#### [Instructions]
a: Reproduce the passage in the article on Humanity's Last Exam from "Disclosure By Michael" up to and including "the journal *Nature*.", substituting "yardstick" for "benchmark".
b: Resume the article on Humanity's Last Exam from its final sentence, writing what would come next.

#### [Text under study]
Content starts
Disclosure By Michael A.G. · Mar 7, 2026

Global Researchers Unveil "Humanity's Last Exam" to Gauge Advanced AI Capabilities

An international team of researchers has introduced a new benchmark, "Humanity's Last Exam" (HLE), designed to push the boundaries of current artificial intelligence systems. This comprehensive assessment features 2,500 expert-level questions spanning a vast array of disciplines, from complex mathematics and natural sciences to ancient languages and humanities. The initiative comes as traditional AI evaluation methods are becoming obsolete, with advanced models easily surpassing older tests and making it difficult to accurately measure their true potential. Details of this ambitious project and its initial findings are published in a recent study in the journal *Nature*.

Initial results from HLE indicate that even the most sophisticated AI models currently struggle significantly with the new exam. Early iterations like GPT-4o and Claude 3.5 Sonnet achieved scores below 5%, while OpenAI’s o1 model reached approximately 8% accuracy. More recent systems, including Gemini 3.1 Pro and Claude Opus 4.6, showed improvement, scoring in the range of 40-50% accuracy. This performance highlights a considerable gap between current AI capabilities and the deep, contextual understanding required to master expert-level human knowledge across diverse fields.
Content ends
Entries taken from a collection
Content starts
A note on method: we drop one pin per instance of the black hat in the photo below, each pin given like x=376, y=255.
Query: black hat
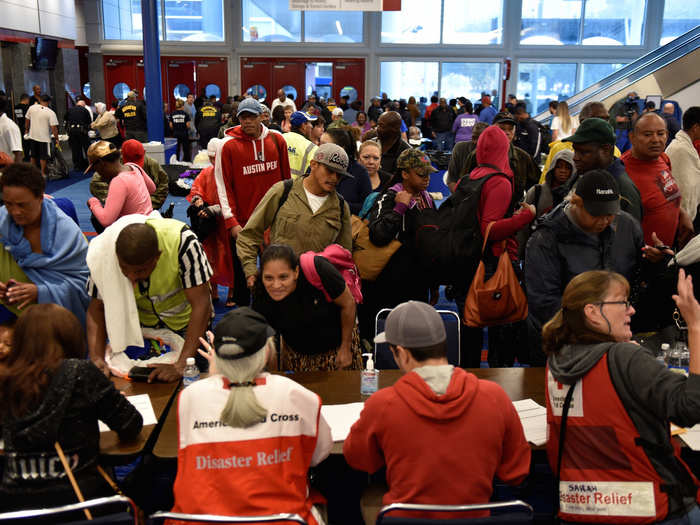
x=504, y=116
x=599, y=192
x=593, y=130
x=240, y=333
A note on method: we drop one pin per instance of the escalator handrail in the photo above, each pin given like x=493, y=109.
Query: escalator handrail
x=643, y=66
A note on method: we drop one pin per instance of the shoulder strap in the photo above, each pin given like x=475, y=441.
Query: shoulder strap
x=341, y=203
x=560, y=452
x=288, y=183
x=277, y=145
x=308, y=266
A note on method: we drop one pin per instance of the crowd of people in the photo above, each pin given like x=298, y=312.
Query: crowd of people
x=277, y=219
Content ends
Content starts
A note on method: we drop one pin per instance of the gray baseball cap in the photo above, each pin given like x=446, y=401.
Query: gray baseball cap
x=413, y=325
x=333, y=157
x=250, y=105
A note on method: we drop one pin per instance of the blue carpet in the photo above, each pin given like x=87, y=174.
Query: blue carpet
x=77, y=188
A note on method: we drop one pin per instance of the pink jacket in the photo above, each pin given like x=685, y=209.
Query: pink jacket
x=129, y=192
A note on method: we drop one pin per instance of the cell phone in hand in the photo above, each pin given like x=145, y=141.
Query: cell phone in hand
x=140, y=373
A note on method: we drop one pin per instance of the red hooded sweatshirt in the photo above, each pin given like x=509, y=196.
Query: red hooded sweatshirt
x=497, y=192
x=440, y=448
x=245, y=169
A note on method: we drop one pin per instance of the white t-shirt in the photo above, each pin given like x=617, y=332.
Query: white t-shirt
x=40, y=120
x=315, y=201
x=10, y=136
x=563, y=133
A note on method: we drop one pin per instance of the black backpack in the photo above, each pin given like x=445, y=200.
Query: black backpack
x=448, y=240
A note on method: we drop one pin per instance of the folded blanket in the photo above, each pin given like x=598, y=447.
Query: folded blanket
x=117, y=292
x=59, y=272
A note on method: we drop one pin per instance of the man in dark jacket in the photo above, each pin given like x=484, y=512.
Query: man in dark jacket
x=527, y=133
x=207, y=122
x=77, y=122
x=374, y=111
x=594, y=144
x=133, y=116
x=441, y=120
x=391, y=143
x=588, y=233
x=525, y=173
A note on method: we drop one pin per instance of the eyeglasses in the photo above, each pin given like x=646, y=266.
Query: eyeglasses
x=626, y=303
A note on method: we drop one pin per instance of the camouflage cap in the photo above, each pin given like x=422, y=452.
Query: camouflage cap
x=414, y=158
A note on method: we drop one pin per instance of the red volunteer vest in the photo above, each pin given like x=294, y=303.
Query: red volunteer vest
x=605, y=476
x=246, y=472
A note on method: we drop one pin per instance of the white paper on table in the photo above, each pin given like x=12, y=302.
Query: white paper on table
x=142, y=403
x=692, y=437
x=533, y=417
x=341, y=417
Content ends
#### [Task-by-task outputs]
a:
Disclosure By Michael A.G. · Mar 7, 2026

Global Researchers Unveil "Humanity's Last Exam" to Gauge Advanced AI Capabilities

An international team of researchers has introduced a new yardstick, "Humanity's Last Exam" (HLE), designed to push the boundaries of current artificial intelligence systems. This comprehensive assessment features 2,500 expert-level questions spanning a vast array of disciplines, from complex mathematics and natural sciences to ancient languages and humanities. The initiative comes as traditional AI evaluation methods are becoming obsolete, with advanced models easily surpassing older tests and making it difficult to accurately measure their true potential. Details of this ambitious project and its initial findings are published in a recent study in the journal *Nature*.

b:
The creation of Humanity's Last Exam involved nearly 1,000 researchers, each contributing specialized questions from their respective fields. This collaborative effort aims to provide a more robust and challenging metric for AI development, moving beyond simple pattern recognition to assess deeper intelligence, context, and specialized expertise. The HLE serves as a critical tool for understanding the true limitations and future directions of artificial intelligence as it continues to evolve.